# [WHAT NEEDS TO BE DONE]
Format all of the lines below as a JSON list of strings, with one string per line and any blank lines omitted.

## begin

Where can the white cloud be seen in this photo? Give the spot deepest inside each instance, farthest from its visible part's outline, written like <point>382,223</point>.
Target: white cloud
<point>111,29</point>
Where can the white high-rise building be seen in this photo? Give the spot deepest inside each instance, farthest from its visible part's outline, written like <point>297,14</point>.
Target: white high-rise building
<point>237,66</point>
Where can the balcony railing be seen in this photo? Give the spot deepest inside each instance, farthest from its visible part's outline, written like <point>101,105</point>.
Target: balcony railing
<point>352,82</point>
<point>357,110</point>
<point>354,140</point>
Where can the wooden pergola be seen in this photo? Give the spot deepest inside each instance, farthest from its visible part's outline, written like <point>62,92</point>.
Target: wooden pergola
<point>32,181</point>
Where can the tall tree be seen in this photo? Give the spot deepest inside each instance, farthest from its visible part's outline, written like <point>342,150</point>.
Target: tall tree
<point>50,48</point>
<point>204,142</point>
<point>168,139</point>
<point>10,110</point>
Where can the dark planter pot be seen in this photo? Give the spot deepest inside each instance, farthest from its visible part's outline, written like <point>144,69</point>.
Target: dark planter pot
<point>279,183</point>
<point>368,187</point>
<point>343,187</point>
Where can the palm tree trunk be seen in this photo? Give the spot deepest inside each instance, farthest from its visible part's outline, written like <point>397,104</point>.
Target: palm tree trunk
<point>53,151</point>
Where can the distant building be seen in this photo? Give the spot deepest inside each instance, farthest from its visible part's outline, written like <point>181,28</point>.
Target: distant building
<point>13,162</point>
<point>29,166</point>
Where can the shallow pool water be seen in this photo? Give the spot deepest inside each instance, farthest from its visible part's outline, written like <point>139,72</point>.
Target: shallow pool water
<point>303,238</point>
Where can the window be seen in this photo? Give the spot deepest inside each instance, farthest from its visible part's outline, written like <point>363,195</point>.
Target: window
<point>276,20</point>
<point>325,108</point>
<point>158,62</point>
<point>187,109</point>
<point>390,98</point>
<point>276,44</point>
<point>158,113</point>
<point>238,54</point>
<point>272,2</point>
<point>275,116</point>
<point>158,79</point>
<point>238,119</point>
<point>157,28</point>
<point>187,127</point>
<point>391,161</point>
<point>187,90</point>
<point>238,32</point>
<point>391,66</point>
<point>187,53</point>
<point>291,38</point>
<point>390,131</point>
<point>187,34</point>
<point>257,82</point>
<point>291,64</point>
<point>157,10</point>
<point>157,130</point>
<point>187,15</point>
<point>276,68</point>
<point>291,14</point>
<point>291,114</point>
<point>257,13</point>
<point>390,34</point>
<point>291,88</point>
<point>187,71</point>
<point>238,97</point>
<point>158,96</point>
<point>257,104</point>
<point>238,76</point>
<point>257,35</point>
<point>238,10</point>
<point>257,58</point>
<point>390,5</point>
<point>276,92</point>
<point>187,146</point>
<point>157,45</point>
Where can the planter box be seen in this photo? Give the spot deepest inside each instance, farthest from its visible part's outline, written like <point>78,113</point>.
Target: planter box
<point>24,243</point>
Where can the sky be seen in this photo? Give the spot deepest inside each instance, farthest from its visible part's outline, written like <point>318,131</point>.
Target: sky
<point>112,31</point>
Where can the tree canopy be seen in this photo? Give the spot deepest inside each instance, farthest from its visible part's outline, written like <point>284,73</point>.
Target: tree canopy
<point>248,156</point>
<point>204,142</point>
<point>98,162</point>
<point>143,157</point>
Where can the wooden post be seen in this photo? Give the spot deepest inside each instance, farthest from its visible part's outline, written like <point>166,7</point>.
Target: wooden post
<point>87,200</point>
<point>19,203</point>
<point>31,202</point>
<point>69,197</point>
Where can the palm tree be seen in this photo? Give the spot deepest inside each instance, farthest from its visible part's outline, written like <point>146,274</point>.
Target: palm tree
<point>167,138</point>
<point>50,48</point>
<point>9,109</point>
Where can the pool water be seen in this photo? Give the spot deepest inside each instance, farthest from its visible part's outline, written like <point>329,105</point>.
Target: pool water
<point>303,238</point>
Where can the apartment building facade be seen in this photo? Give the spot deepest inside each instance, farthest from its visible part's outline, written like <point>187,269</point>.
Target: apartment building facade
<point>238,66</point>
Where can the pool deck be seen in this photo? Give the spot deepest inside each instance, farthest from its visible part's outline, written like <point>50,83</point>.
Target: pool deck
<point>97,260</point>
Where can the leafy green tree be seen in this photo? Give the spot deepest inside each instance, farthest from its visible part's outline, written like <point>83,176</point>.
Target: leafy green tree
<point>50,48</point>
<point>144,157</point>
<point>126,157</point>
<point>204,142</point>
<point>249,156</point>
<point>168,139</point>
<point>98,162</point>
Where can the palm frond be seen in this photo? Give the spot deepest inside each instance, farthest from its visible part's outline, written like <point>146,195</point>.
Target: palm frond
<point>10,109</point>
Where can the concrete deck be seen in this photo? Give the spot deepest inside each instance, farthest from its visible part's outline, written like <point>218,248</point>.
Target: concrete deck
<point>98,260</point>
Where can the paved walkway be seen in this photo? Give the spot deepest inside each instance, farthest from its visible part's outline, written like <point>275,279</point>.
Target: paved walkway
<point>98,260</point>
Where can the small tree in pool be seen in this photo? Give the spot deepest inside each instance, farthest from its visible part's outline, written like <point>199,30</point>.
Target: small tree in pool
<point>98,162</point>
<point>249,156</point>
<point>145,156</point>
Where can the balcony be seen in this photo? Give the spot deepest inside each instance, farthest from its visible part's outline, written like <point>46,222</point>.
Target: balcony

## end

# [THE RESULT]
[
  "Where can the white cloud be seen in this photo? Give the spot deepest inside each instance, farthest from its visible part's outline, written like <point>382,223</point>.",
  "Target: white cloud",
  "<point>111,29</point>",
  "Where can the white high-rise building be seen in this photo? Give the spot deepest inside each instance, farthest from its visible part's outline, written like <point>297,14</point>.",
  "Target: white high-rise building",
  "<point>237,66</point>",
  "Where can the balcony railing be seen in this photo? Give the spot deepest inside each instance, farthest from its visible part's outline, written like <point>101,105</point>.",
  "Target: balcony railing",
  "<point>352,82</point>",
  "<point>357,110</point>",
  "<point>354,140</point>",
  "Where can the wooden pergola be seen in this photo? Give the spot deepest inside each instance, farthest from its visible part's outline, written like <point>62,92</point>.",
  "Target: wooden pergola",
  "<point>32,181</point>",
  "Where can the tall tree be seen in this photo? Give the spot deepest inside each instance, farthest from its visible part's outline, written like <point>342,150</point>.",
  "Target: tall tree",
  "<point>50,48</point>",
  "<point>204,142</point>",
  "<point>168,139</point>",
  "<point>10,110</point>",
  "Where can the dark planter pot be seen in this photo? Give the spot deepest inside each instance, farthest from its visible part's outline, written like <point>144,69</point>.",
  "Target: dark planter pot",
  "<point>279,183</point>",
  "<point>368,187</point>",
  "<point>343,187</point>",
  "Where can the palm tree trunk be seen in this photo? Give the spot deepest inside each instance, farthest from its visible part's outline, written like <point>397,104</point>.",
  "Target: palm tree trunk",
  "<point>53,151</point>",
  "Where can the distant building be seen in this photo? Give the spot deepest inside each instance, farthest from its visible part's outline, written like <point>181,28</point>.",
  "Target: distant building",
  "<point>13,162</point>",
  "<point>29,166</point>",
  "Where can the shallow pool water be seen in this photo? Give the spot deepest inside each instance, farthest from its visible part's outline, written like <point>139,72</point>.",
  "Target: shallow pool water",
  "<point>303,238</point>",
  "Where can the window be seen in this photo? Give the spot deepest inside each instance, farthest from its visible part's outline, written like <point>363,195</point>.",
  "Target: window",
  "<point>276,20</point>",
  "<point>325,108</point>",
  "<point>158,62</point>",
  "<point>187,109</point>",
  "<point>390,98</point>",
  "<point>276,44</point>",
  "<point>158,113</point>",
  "<point>238,54</point>",
  "<point>272,2</point>",
  "<point>275,116</point>",
  "<point>158,79</point>",
  "<point>238,119</point>",
  "<point>157,28</point>",
  "<point>187,127</point>",
  "<point>391,161</point>",
  "<point>187,90</point>",
  "<point>238,32</point>",
  "<point>391,66</point>",
  "<point>187,53</point>",
  "<point>291,38</point>",
  "<point>390,131</point>",
  "<point>187,34</point>",
  "<point>257,82</point>",
  "<point>291,64</point>",
  "<point>157,10</point>",
  "<point>157,130</point>",
  "<point>187,15</point>",
  "<point>276,68</point>",
  "<point>291,14</point>",
  "<point>291,114</point>",
  "<point>257,13</point>",
  "<point>390,34</point>",
  "<point>291,88</point>",
  "<point>187,71</point>",
  "<point>238,97</point>",
  "<point>158,96</point>",
  "<point>257,104</point>",
  "<point>238,76</point>",
  "<point>257,35</point>",
  "<point>238,10</point>",
  "<point>257,58</point>",
  "<point>390,5</point>",
  "<point>276,92</point>",
  "<point>187,146</point>",
  "<point>157,45</point>",
  "Where can the planter box be seen in this photo? Give the spot deepest inside each instance, farthest from its visible part's outline, written like <point>78,113</point>.",
  "Target: planter box",
  "<point>24,243</point>",
  "Where can the sky be seen in this photo? Give the spot deepest inside each instance, farthest from its visible part's outline, written like <point>318,131</point>.",
  "Target: sky",
  "<point>112,31</point>",
  "Where can the tree canopy be seen in this photo? Give the spot deepest inside each instance, farthest from its visible part's outline, written like <point>284,73</point>.",
  "Target: tree canopy",
  "<point>248,156</point>",
  "<point>204,142</point>",
  "<point>98,162</point>",
  "<point>143,157</point>",
  "Where can the wooden post be seen in this photo? Give the spot deepest inside each instance, farthest from its visible part's outline, written like <point>166,7</point>.",
  "Target: wooden post",
  "<point>87,200</point>",
  "<point>19,203</point>",
  "<point>31,202</point>",
  "<point>69,197</point>",
  "Where can the palm tree be seen in this photo? Give the spot deepest inside each instance, farthest from its visible part's outline, written like <point>146,274</point>.",
  "Target: palm tree",
  "<point>167,138</point>",
  "<point>50,48</point>",
  "<point>9,109</point>",
  "Where can the pool water be seen in this photo? Give the spot deepest inside each instance, farthest from its visible part's outline, written like <point>329,105</point>.",
  "Target: pool water",
  "<point>303,238</point>",
  "Where can the apartment building facade be seen in this photo? Give the spot deepest inside each instance, farthest from its visible part's outline, written like <point>187,269</point>.",
  "Target: apartment building facade",
  "<point>238,66</point>",
  "Where can the pool deck be seen in this photo? Give the spot deepest inside each instance, farthest from its visible part's outline, written like <point>50,83</point>.",
  "Target: pool deck",
  "<point>97,260</point>",
  "Where can the leafy green tree be seen in this photo? Give the spot deepest inside each instance, farthest from its visible part's outline, written like <point>83,176</point>.",
  "Target: leafy green tree",
  "<point>50,48</point>",
  "<point>144,157</point>",
  "<point>126,157</point>",
  "<point>204,142</point>",
  "<point>249,156</point>",
  "<point>168,139</point>",
  "<point>98,162</point>",
  "Where can the palm frond be seen in this photo? Give the spot deepest inside each instance, farthest from its visible part's outline, written like <point>146,195</point>.",
  "Target: palm frond",
  "<point>10,109</point>",
  "Where can the concrete deck be seen in this photo? Give the spot deepest inside each instance, farthest from its visible part's outline, written like <point>218,248</point>.",
  "Target: concrete deck",
  "<point>98,260</point>",
  "Where can the paved walkway be seen in this photo? Give the spot deepest inside each instance, farthest from its visible part's outline, written like <point>275,279</point>.",
  "Target: paved walkway",
  "<point>98,260</point>",
  "Where can the small tree in pool be seen in this photo? Give the spot deepest inside each instance, farthest from its visible part's outline, written like <point>199,30</point>.",
  "Target: small tree in pool",
  "<point>98,162</point>",
  "<point>249,156</point>",
  "<point>145,156</point>",
  "Where can the balcony be seen in this photo? Give the spot deepest inside each instance, farthest from its visible part's outline, written like <point>46,222</point>.",
  "Target: balcony"
]